§ **STATED EXERCISE**: Please copy out each line of the entries below that contains the string "road". Case matters.

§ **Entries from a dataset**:

· · · · ·

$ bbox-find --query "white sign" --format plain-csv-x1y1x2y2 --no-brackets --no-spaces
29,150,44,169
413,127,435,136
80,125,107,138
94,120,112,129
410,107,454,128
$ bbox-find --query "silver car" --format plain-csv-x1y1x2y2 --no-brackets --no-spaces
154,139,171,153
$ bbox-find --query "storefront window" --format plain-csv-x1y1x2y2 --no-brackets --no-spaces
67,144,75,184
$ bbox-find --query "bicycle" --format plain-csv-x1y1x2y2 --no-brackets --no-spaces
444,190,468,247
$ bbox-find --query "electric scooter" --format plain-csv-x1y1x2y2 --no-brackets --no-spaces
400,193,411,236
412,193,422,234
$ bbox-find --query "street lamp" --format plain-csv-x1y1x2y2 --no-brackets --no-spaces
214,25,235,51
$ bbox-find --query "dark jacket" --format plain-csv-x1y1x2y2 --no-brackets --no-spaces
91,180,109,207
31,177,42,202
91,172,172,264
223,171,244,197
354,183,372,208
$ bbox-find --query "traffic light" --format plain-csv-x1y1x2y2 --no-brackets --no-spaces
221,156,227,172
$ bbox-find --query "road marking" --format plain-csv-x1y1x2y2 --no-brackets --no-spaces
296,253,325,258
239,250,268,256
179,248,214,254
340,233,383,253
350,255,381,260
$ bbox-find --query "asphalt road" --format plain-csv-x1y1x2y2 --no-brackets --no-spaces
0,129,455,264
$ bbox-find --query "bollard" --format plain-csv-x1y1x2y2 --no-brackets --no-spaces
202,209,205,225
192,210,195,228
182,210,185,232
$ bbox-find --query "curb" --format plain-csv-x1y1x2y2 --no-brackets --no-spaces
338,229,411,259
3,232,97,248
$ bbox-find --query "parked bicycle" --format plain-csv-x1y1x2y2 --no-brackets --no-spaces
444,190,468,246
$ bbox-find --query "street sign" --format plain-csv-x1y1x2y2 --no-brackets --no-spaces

· · · · ·

§ **ANSWER TO THIS PROBLEM**:
$ bbox-find --query "road marking" --format plain-csv-x1y1x2y2 --no-brackets --no-spaces
$ bbox-find --query "asphalt road" --format plain-csv-x1y1x2y2 --no-brackets --no-spaces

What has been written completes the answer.